**Assignment:**
The line containing "Need: place one point per instance of the pine" and every line after it, through the last one below: output exactly these and nothing else.

[Region pointing data]
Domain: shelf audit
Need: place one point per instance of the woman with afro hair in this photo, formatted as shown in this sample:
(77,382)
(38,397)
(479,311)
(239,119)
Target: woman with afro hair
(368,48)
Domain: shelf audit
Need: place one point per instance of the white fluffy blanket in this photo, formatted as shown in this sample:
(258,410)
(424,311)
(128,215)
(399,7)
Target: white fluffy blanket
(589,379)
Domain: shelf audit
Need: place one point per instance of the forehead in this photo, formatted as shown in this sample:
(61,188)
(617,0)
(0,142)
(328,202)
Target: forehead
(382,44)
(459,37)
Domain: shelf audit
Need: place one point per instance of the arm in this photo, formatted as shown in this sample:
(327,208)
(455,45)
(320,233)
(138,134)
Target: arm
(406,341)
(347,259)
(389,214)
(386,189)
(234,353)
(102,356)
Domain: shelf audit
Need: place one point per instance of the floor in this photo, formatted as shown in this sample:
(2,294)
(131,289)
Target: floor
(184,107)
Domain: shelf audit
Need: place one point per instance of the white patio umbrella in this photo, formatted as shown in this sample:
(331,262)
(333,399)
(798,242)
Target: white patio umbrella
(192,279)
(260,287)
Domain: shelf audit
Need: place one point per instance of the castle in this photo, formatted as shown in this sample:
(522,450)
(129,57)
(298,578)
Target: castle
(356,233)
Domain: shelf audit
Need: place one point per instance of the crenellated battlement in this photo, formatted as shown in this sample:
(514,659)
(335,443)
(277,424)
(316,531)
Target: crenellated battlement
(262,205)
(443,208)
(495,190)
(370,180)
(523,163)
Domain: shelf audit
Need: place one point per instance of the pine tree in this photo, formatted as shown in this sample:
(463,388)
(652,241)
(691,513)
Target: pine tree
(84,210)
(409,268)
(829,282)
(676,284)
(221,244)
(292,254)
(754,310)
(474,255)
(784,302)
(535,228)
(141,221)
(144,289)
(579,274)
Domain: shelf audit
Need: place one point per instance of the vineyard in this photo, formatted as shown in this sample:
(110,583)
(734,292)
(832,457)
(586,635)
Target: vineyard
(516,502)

**Answer:**
Need: place one point per instance of the pine tree in this photo, formatted as shown in this sample:
(463,388)
(652,241)
(691,513)
Target: pine tree
(84,210)
(409,268)
(829,282)
(676,284)
(221,244)
(292,254)
(754,310)
(474,255)
(784,302)
(535,228)
(141,221)
(144,289)
(579,274)
Domain: shelf audit
Need: place one point per instance of the vineyard in this photo, formatted as shown in this sample:
(110,583)
(734,292)
(832,457)
(586,635)
Target: vineyard
(516,502)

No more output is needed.